Your assignment: Where a line of the data below has the string "skillet", copy that line.

Region pointing data:
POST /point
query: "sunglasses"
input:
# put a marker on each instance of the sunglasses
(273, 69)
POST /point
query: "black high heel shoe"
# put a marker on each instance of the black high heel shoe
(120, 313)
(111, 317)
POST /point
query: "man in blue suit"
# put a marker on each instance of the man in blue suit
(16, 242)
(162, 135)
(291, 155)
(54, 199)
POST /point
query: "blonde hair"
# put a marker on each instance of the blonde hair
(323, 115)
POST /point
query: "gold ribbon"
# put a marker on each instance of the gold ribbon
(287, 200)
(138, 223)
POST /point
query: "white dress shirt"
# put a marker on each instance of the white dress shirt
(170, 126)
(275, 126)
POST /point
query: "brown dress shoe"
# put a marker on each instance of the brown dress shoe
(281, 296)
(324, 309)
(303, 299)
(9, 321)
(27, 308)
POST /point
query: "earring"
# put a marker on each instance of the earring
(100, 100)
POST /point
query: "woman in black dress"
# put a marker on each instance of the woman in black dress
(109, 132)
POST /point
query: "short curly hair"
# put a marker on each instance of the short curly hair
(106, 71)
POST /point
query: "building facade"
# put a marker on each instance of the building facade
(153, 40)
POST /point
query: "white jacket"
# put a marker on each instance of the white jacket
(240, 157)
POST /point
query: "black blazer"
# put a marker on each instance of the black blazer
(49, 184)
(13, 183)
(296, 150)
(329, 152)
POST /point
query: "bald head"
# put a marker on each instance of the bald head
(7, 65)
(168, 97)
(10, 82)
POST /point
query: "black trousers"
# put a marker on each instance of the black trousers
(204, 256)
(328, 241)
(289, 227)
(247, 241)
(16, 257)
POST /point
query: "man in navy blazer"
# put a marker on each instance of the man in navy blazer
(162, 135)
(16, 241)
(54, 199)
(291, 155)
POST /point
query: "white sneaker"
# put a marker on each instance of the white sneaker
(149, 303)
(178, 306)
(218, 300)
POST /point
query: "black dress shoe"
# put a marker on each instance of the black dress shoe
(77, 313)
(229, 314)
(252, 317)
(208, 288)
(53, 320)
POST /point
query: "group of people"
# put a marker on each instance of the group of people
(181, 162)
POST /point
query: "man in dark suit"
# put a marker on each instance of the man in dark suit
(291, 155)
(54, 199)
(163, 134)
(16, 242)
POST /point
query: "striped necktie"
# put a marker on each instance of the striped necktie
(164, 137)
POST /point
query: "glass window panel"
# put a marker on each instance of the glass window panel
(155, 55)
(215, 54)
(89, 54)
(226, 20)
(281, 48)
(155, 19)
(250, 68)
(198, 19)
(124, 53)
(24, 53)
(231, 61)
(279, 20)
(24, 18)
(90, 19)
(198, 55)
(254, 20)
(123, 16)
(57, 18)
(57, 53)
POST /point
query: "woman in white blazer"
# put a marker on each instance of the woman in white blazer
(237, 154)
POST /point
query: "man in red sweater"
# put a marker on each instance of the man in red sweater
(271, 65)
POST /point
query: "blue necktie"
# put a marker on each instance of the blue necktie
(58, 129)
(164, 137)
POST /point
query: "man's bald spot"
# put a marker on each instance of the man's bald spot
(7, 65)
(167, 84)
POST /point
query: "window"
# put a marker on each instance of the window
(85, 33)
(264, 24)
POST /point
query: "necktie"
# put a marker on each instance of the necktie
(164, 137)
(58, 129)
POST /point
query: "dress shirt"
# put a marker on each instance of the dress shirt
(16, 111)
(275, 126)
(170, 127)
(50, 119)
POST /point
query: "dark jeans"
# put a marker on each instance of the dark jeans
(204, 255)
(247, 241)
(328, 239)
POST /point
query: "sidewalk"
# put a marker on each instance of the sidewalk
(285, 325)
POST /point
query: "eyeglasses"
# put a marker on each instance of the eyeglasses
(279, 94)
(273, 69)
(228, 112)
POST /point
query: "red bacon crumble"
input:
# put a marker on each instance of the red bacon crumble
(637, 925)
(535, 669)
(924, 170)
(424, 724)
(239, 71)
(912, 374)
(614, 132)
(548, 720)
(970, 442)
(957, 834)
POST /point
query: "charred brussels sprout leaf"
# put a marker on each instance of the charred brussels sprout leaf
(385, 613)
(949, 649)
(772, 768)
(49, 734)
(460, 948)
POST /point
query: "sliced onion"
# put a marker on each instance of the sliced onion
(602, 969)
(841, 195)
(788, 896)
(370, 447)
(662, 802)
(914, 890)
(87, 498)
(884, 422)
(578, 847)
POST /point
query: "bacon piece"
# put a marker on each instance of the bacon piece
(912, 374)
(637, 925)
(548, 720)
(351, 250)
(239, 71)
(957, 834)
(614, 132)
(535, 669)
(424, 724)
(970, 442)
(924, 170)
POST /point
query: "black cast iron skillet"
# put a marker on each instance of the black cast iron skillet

Response:
query: "black cast iron skillet"
# put a marker on each instance of the black cast iron skillet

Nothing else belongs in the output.